* WHAT IS ASKED *
**a.** State whether each statement agrees with the Cambridge cable passage, answering yes or no and quoting the words of the passage that decide it: (i) Cambridge waited more than ten years before opening bidding for its cable license; (ii) American Cablesystems Corporation operates out of Boston; (iii) most residents polled at the city's cable hearings chose Cable Plus.
**b.** Retype the part of the Cambridge cable passage that opens with the words containing "The other two" and closes with "process at all.", keeping every character unchanged.

Cambridge waited more than 10 years before opening bidding for its cable license last February--in part to conduct a more thorough and informed selection process, Sakey said.

The City has been watching the three year old love-hate relationship between Boston and Cablevision Systems Corporation, one cable company which, observers say, promised more than it could deliver.

According to Sakey, Cambridge demanded that the three cable applicants include provisions for public access to local cable stations, wiring the public school system, a realistic timetable for construction of the system, and an effective mechanism for dealing with consumer complaints.

While most cities concentrate on the number of viewing options provided by a bidder--such as Home Box Office and the Playboy Channel, the Cambridge cable television competition has been dominated by the issue of public access to the eventual cable franchise.

"Because Cambridge is such an intellectual, ethnic and diverse community, its citizens want to make their own programs rather than subscribe to canned or packaged shows," says Susan Peck of the Cambridge Cablevision Corporation (3C).

The other two contenders are American Cablesystems Corporation, the nation's 29th largest cable firm which operates out of Beverly, Mass., and Cambridge Consumer-Owned Telecommunications, Inc. (Cable Plus), a cooperative company founded by Cantabrigians.

People's Choice

Although the final decision rests with the city manager, Cambridge residents prefer one company or show no interest in the process at all.

Most residents polled at the City's two cable hearings in January chose Cable Plus over the other competitors, mostly because of flexibility in programming and services of a local cable firm owned by subscribers.

* SUPPLIED DATA *
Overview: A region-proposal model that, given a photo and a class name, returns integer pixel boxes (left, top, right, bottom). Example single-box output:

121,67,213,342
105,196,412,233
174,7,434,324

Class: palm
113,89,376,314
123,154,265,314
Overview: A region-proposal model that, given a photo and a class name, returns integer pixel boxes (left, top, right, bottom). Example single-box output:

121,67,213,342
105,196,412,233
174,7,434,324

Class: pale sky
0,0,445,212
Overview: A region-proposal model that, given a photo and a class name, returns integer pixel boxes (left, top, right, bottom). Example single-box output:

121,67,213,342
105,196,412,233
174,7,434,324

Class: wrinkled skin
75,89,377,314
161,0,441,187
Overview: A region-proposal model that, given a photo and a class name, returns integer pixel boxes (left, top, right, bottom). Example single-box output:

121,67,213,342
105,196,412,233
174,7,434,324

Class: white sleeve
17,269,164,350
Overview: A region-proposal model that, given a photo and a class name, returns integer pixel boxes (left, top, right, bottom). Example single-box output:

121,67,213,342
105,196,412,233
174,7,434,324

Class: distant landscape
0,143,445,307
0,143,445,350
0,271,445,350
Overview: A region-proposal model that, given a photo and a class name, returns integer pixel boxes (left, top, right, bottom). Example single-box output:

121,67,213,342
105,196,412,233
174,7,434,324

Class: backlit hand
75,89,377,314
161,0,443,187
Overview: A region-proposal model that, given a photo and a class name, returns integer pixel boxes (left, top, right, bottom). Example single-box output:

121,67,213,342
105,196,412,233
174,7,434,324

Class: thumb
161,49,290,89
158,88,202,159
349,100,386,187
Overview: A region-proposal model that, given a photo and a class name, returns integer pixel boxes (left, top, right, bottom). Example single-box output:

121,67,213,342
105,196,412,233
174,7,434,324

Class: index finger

* * *

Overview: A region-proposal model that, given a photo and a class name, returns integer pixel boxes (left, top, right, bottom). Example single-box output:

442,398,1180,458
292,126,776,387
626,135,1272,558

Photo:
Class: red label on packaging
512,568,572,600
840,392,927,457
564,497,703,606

* THE ANSWERS *
**a.**
(i) Yes: "Cambridge waited more than 10 years before opening bidding for its cable license last February"
(ii) No: "operates out of Beverly, Mass."
(iii) Yes: "Most residents polled at the City's two cable hearings in January chose Cable Plus over the other competitors"

**b.**
The other two contenders are American Cablesystems Corporation, the nation's 29th largest cable firm which operates out of Beverly, Mass., and Cambridge Consumer-Owned Telecommunications, Inc. (Cable Plus), a cooperative company founded by Cantabrigians.

People's Choice

Although the final decision rests with the city manager, Cambridge residents prefer one company or show no interest in the process at all.